To be done: Edit the stretch from the start of the records through the line containing "[0,75,185,120]", swapping "interface" for "image" and leaving everything else as it is. Omit the pictures from your answer.

Provided data:
▽

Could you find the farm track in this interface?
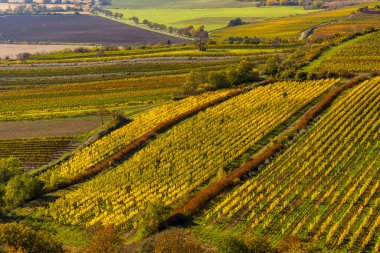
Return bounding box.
[299,14,356,40]
[168,78,362,224]
[46,88,251,193]
[0,54,242,69]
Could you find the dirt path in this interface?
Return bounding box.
[299,14,356,40]
[0,117,100,140]
[0,44,93,59]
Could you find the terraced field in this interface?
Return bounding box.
[41,80,338,227]
[0,137,79,170]
[311,12,380,39]
[211,5,376,40]
[316,32,380,73]
[0,15,186,44]
[204,78,380,252]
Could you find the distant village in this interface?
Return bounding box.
[0,0,111,15]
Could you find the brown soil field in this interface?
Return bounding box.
[0,15,188,44]
[0,44,91,59]
[0,117,100,140]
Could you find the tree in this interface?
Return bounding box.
[135,202,169,238]
[182,71,207,96]
[85,225,125,253]
[228,18,244,27]
[264,56,281,76]
[17,53,32,61]
[0,223,64,253]
[235,59,259,84]
[4,174,44,207]
[0,157,23,184]
[194,25,209,51]
[207,71,230,89]
[131,17,139,24]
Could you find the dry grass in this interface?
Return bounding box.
[0,43,91,59]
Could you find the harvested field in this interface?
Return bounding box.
[0,44,90,59]
[0,117,100,140]
[0,15,185,44]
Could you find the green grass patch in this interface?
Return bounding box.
[302,34,361,72]
[106,6,311,31]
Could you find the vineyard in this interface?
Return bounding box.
[317,32,380,73]
[203,78,380,252]
[211,5,372,39]
[0,4,380,253]
[41,80,338,228]
[40,91,235,186]
[0,137,78,170]
[311,12,380,39]
[0,75,185,120]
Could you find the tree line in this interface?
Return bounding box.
[0,3,83,15]
[91,7,209,39]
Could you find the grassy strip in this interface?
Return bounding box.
[46,88,248,193]
[168,78,363,224]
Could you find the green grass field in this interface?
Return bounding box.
[211,4,376,39]
[106,6,311,31]
[112,0,255,9]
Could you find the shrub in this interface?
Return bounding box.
[207,71,230,89]
[4,174,44,207]
[0,157,23,184]
[296,71,308,81]
[0,223,64,253]
[228,18,244,26]
[16,53,32,61]
[135,202,168,238]
[145,228,208,253]
[85,225,125,253]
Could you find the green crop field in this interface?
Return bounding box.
[112,0,255,9]
[312,30,380,73]
[0,4,380,253]
[212,5,376,39]
[205,78,380,252]
[106,6,313,31]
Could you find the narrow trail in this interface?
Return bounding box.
[167,78,363,223]
[299,14,356,40]
[41,87,251,194]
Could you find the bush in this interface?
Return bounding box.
[296,71,308,81]
[228,18,244,27]
[207,71,230,89]
[144,228,211,253]
[84,225,125,253]
[135,202,169,238]
[0,157,23,184]
[4,174,44,207]
[264,56,281,76]
[16,53,32,61]
[219,234,278,253]
[0,223,64,253]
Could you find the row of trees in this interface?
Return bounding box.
[181,59,260,96]
[91,7,209,38]
[0,3,83,15]
[0,157,43,214]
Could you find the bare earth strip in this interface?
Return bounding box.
[0,117,100,140]
[0,44,91,59]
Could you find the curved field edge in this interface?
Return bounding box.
[169,78,361,223]
[42,80,337,229]
[197,78,380,252]
[39,89,247,192]
[211,4,375,40]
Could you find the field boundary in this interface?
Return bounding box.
[299,13,356,40]
[96,12,194,42]
[167,77,365,225]
[45,88,255,193]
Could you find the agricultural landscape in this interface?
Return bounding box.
[0,0,380,253]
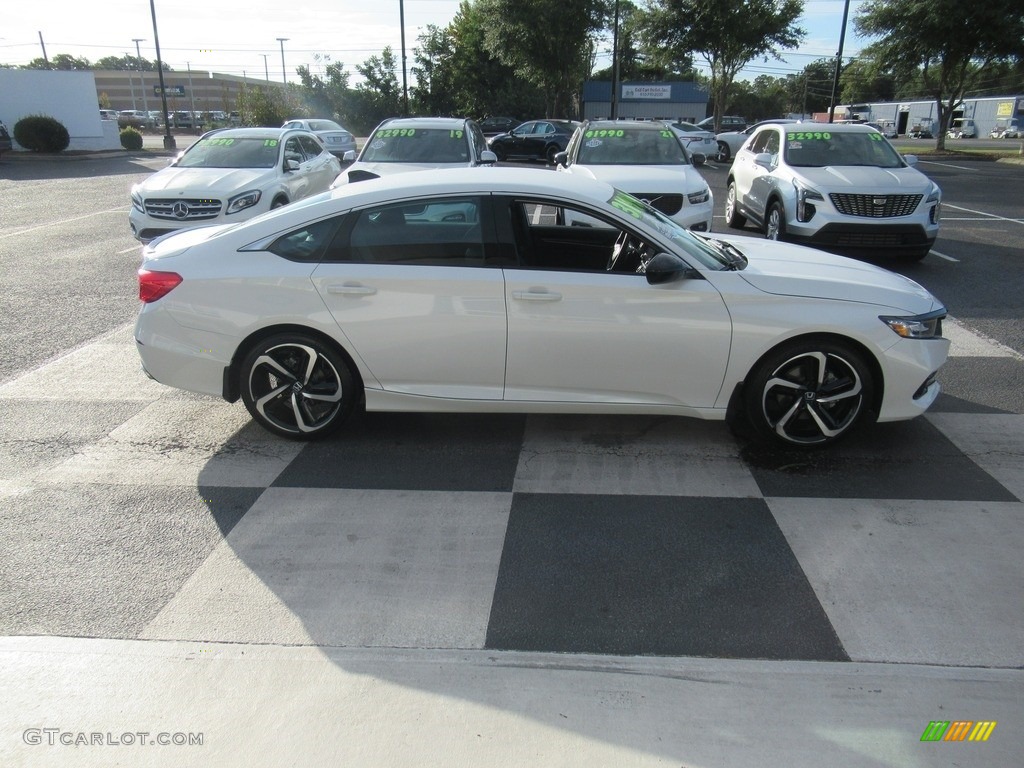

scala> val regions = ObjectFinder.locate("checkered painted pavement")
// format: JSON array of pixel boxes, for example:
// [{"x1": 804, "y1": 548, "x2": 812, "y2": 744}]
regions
[{"x1": 0, "y1": 323, "x2": 1024, "y2": 667}]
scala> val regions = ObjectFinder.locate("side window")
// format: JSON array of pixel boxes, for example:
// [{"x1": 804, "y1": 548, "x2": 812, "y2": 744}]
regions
[
  {"x1": 750, "y1": 128, "x2": 775, "y2": 155},
  {"x1": 498, "y1": 199, "x2": 649, "y2": 273},
  {"x1": 266, "y1": 218, "x2": 338, "y2": 261},
  {"x1": 285, "y1": 136, "x2": 306, "y2": 163},
  {"x1": 326, "y1": 197, "x2": 484, "y2": 266},
  {"x1": 299, "y1": 136, "x2": 324, "y2": 160}
]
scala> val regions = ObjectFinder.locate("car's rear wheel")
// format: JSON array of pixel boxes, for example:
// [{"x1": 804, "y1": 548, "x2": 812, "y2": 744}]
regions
[
  {"x1": 765, "y1": 200, "x2": 785, "y2": 241},
  {"x1": 743, "y1": 339, "x2": 874, "y2": 447},
  {"x1": 725, "y1": 181, "x2": 746, "y2": 229},
  {"x1": 239, "y1": 333, "x2": 358, "y2": 440}
]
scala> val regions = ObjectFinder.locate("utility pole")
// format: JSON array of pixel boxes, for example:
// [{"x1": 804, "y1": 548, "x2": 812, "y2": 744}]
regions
[
  {"x1": 828, "y1": 0, "x2": 850, "y2": 123},
  {"x1": 131, "y1": 37, "x2": 150, "y2": 120},
  {"x1": 39, "y1": 30, "x2": 50, "y2": 70},
  {"x1": 276, "y1": 37, "x2": 289, "y2": 85}
]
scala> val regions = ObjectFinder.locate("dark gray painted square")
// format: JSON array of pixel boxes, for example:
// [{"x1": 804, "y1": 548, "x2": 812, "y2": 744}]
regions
[
  {"x1": 740, "y1": 419, "x2": 1016, "y2": 502},
  {"x1": 486, "y1": 494, "x2": 849, "y2": 660},
  {"x1": 273, "y1": 413, "x2": 526, "y2": 492},
  {"x1": 0, "y1": 483, "x2": 263, "y2": 638}
]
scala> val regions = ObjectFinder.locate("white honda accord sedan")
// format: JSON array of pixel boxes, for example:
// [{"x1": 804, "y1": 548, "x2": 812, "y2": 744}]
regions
[{"x1": 135, "y1": 168, "x2": 948, "y2": 445}]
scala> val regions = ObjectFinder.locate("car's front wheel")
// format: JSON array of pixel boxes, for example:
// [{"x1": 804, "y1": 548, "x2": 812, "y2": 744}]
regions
[
  {"x1": 725, "y1": 181, "x2": 746, "y2": 229},
  {"x1": 743, "y1": 339, "x2": 874, "y2": 446},
  {"x1": 239, "y1": 333, "x2": 358, "y2": 440},
  {"x1": 765, "y1": 200, "x2": 785, "y2": 241}
]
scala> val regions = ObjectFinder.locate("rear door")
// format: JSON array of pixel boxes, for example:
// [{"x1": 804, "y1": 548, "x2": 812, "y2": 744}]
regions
[{"x1": 312, "y1": 196, "x2": 506, "y2": 400}]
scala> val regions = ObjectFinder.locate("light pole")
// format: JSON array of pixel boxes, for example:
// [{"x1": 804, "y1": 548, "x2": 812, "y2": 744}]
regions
[
  {"x1": 131, "y1": 37, "x2": 150, "y2": 120},
  {"x1": 276, "y1": 37, "x2": 288, "y2": 85},
  {"x1": 125, "y1": 52, "x2": 138, "y2": 112},
  {"x1": 150, "y1": 0, "x2": 177, "y2": 150}
]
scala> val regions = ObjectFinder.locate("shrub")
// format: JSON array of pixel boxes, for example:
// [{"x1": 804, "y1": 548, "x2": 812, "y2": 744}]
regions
[
  {"x1": 121, "y1": 127, "x2": 142, "y2": 150},
  {"x1": 14, "y1": 115, "x2": 71, "y2": 152}
]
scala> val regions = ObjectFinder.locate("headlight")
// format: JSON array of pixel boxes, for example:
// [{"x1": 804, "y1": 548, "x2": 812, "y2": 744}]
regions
[
  {"x1": 925, "y1": 181, "x2": 942, "y2": 224},
  {"x1": 879, "y1": 309, "x2": 946, "y2": 339},
  {"x1": 686, "y1": 186, "x2": 711, "y2": 206},
  {"x1": 793, "y1": 179, "x2": 824, "y2": 221},
  {"x1": 224, "y1": 189, "x2": 260, "y2": 214}
]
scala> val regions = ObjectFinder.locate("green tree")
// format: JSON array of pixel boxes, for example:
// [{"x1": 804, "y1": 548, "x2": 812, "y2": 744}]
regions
[
  {"x1": 854, "y1": 0, "x2": 1024, "y2": 150},
  {"x1": 352, "y1": 46, "x2": 403, "y2": 128},
  {"x1": 476, "y1": 0, "x2": 608, "y2": 117},
  {"x1": 296, "y1": 53, "x2": 356, "y2": 123},
  {"x1": 234, "y1": 85, "x2": 298, "y2": 127},
  {"x1": 89, "y1": 53, "x2": 165, "y2": 72},
  {"x1": 640, "y1": 0, "x2": 805, "y2": 133},
  {"x1": 22, "y1": 53, "x2": 93, "y2": 70},
  {"x1": 410, "y1": 24, "x2": 459, "y2": 116}
]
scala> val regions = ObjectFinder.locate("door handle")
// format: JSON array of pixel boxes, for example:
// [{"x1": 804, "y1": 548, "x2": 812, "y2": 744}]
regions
[
  {"x1": 512, "y1": 291, "x2": 562, "y2": 301},
  {"x1": 327, "y1": 283, "x2": 377, "y2": 296}
]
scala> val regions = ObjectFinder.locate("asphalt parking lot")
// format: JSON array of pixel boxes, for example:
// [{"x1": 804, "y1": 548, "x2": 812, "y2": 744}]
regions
[{"x1": 0, "y1": 147, "x2": 1024, "y2": 768}]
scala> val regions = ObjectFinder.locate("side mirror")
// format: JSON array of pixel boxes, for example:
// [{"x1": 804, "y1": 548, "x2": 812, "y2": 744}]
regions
[{"x1": 644, "y1": 252, "x2": 699, "y2": 286}]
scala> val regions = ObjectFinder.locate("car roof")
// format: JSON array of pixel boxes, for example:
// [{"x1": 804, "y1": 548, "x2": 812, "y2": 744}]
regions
[
  {"x1": 240, "y1": 168, "x2": 613, "y2": 231},
  {"x1": 585, "y1": 120, "x2": 669, "y2": 131},
  {"x1": 203, "y1": 128, "x2": 295, "y2": 138},
  {"x1": 377, "y1": 118, "x2": 468, "y2": 130}
]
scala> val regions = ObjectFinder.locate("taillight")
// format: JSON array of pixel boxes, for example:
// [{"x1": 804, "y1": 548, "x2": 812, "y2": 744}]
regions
[{"x1": 138, "y1": 269, "x2": 181, "y2": 304}]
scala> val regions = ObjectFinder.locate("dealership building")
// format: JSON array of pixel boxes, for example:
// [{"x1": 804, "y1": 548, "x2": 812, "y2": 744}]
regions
[
  {"x1": 827, "y1": 95, "x2": 1024, "y2": 136},
  {"x1": 583, "y1": 80, "x2": 708, "y2": 123}
]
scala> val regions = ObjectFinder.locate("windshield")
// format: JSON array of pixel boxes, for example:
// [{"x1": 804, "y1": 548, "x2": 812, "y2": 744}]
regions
[
  {"x1": 359, "y1": 128, "x2": 469, "y2": 163},
  {"x1": 175, "y1": 136, "x2": 281, "y2": 168},
  {"x1": 608, "y1": 189, "x2": 733, "y2": 270},
  {"x1": 785, "y1": 130, "x2": 904, "y2": 168},
  {"x1": 575, "y1": 128, "x2": 689, "y2": 165},
  {"x1": 307, "y1": 120, "x2": 345, "y2": 131}
]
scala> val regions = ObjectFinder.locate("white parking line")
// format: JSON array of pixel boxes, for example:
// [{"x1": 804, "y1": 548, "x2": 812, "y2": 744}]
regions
[
  {"x1": 0, "y1": 207, "x2": 128, "y2": 240},
  {"x1": 942, "y1": 201, "x2": 1024, "y2": 224},
  {"x1": 918, "y1": 158, "x2": 975, "y2": 171}
]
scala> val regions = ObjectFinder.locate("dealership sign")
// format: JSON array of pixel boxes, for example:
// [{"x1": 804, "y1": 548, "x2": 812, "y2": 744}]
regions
[{"x1": 623, "y1": 85, "x2": 672, "y2": 101}]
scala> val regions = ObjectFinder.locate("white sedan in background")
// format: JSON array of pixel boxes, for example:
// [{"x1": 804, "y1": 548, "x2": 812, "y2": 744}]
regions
[
  {"x1": 135, "y1": 168, "x2": 949, "y2": 445},
  {"x1": 128, "y1": 128, "x2": 341, "y2": 243}
]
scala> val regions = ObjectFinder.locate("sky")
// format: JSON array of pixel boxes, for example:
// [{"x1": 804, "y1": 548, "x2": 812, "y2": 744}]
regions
[{"x1": 6, "y1": 0, "x2": 865, "y2": 85}]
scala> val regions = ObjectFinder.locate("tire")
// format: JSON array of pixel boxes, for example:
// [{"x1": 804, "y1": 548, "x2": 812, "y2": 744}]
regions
[
  {"x1": 725, "y1": 181, "x2": 746, "y2": 229},
  {"x1": 765, "y1": 200, "x2": 785, "y2": 243},
  {"x1": 743, "y1": 339, "x2": 874, "y2": 447},
  {"x1": 239, "y1": 333, "x2": 359, "y2": 440}
]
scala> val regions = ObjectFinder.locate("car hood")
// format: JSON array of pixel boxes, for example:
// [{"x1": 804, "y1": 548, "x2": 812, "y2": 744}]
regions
[
  {"x1": 795, "y1": 165, "x2": 931, "y2": 189},
  {"x1": 710, "y1": 236, "x2": 941, "y2": 314},
  {"x1": 138, "y1": 166, "x2": 278, "y2": 198},
  {"x1": 568, "y1": 165, "x2": 707, "y2": 194},
  {"x1": 332, "y1": 162, "x2": 460, "y2": 183}
]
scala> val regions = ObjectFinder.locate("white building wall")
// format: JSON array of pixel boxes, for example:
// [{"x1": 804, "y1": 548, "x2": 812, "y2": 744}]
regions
[{"x1": 0, "y1": 69, "x2": 121, "y2": 150}]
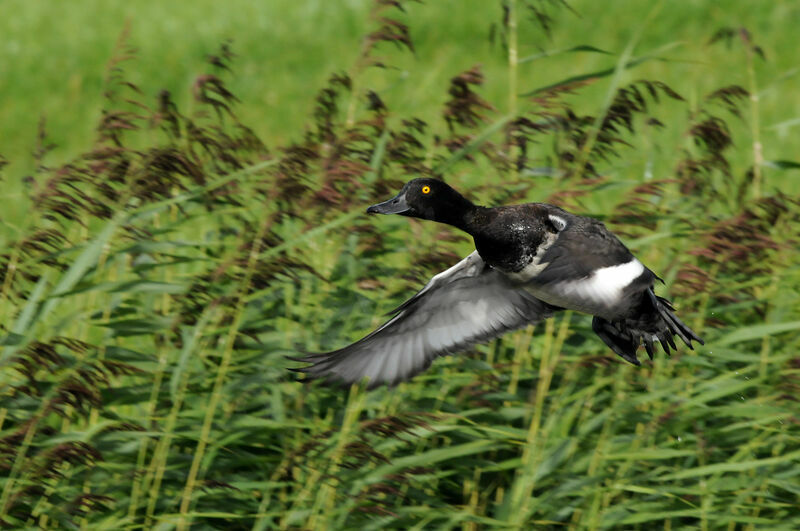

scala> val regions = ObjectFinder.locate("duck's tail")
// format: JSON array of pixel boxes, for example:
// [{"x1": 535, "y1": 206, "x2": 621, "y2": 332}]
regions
[{"x1": 592, "y1": 288, "x2": 704, "y2": 365}]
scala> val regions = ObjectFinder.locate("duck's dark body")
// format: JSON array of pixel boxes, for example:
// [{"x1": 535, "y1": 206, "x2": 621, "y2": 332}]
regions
[{"x1": 290, "y1": 179, "x2": 702, "y2": 386}]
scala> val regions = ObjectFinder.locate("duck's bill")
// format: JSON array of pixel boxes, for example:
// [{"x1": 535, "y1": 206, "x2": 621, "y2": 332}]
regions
[{"x1": 367, "y1": 191, "x2": 410, "y2": 214}]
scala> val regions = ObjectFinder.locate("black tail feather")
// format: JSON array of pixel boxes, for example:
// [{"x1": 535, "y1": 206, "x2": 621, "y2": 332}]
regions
[{"x1": 592, "y1": 289, "x2": 705, "y2": 365}]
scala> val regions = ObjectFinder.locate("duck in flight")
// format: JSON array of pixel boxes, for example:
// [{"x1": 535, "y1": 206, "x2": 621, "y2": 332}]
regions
[{"x1": 290, "y1": 178, "x2": 703, "y2": 388}]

△

Solution below:
Could you find the farm track in this image?
Return bounding box.
[299,14,356,40]
[168,78,362,224]
[46,88,251,193]
[0,54,242,69]
Could you find the dirt path in this image?
Return bounding box.
[299,14,356,40]
[0,117,100,140]
[0,44,93,59]
Could you find the terraced field in this image?
Return bounding box.
[41,80,338,227]
[0,137,79,170]
[311,12,380,39]
[211,5,376,40]
[316,32,380,73]
[0,15,186,44]
[204,78,380,252]
Could you find the distant village in this image?
Return bounding box.
[0,0,111,15]
Could you find the brown soil field in this image?
Return bounding box.
[0,15,188,44]
[0,44,91,59]
[0,117,100,140]
Could you find the tree in this image?
Return bounding box.
[135,202,169,238]
[182,71,207,96]
[85,225,125,253]
[228,18,244,27]
[264,56,281,76]
[17,53,32,61]
[0,223,64,253]
[235,59,259,84]
[4,174,44,207]
[0,157,23,184]
[194,25,209,51]
[207,71,230,89]
[131,17,139,24]
Could you find the dry grass in this image?
Return bounding box.
[0,43,91,59]
Could you find the harvested field in this image?
Return bounding box.
[0,44,90,59]
[0,117,100,140]
[0,15,185,44]
Could you find the green grass patch in this image?
Return bounding box.
[302,34,361,72]
[106,6,311,31]
Could you find the vineyard in this image?
Return bounding box.
[317,32,380,73]
[203,78,380,252]
[211,5,372,39]
[0,4,380,253]
[41,80,338,228]
[40,91,235,186]
[0,137,78,170]
[311,12,380,39]
[0,75,185,120]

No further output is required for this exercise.